◆ WRITTEN TASK
Carry forward the court opinion below on the Connelly brothers' estate tax dispute, writing on from its last sentence.

Brothers Michael and Thomas Connelly were the sole shareholders of a corporation. The corporation obtained life insurance on each brother so that if one died, the corporation could use the proceeds to redeem his shares. When Michael died, the Internal Revenue Service assessed taxes on his estate, which included his stock interest in the corporation. According to the IRS, the corporation's fair market value includes the life insurance proceeds intended for the stock redemption. Michael's estate argues otherwise and sued for a tax refund. The district court agreed with the IRS, and so do we.
The Honorable Stephen R. Clark, Chief Judge, United States District Court for the Eastern District of Missouri.
I.
Before Michael died, he and Thomas owned Crown C Corporation, a building-materials company in St. Louis. Michael owned 77.18 percent of the 500 shares outstanding (385.9 shares); Thomas owned 22.82 percent (114.1 shares). To provide for a smooth transition of ownership upon either's death, the brothers and Crown together entered into a stock-purchase agreement. If one brother died, the surviving brother had the right to buy his shares. If the surviving brother declined, Crown itself had to redeem the shares. In this way, control of the company would stay within the family. The brothers always intended that Crown, not the surviving brother, would redeem the other's shares.

◆ PROVIDED MATERIAL
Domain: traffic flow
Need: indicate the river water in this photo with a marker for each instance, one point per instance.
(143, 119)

◆ OUTPUT FOR THIS TASK
The stock-purchase agreement provided two mechanisms for determining the price at which Crown would redeem the shares. The principal mechanism required the brothers to execute a new Certificate of Agreed Value at the end of every tax year, which set the price per share by "mutual agreement." If they failed to do so, the brothers were supposed to obtain two or more appraisals of fair market value. The brothers never executed a Certificate of Agreed Value or obtained appraisals as required by the stock-purchase agreement. At any rate, to fund the redemption, Crown purchased $3.5 million of life insurance on each brother.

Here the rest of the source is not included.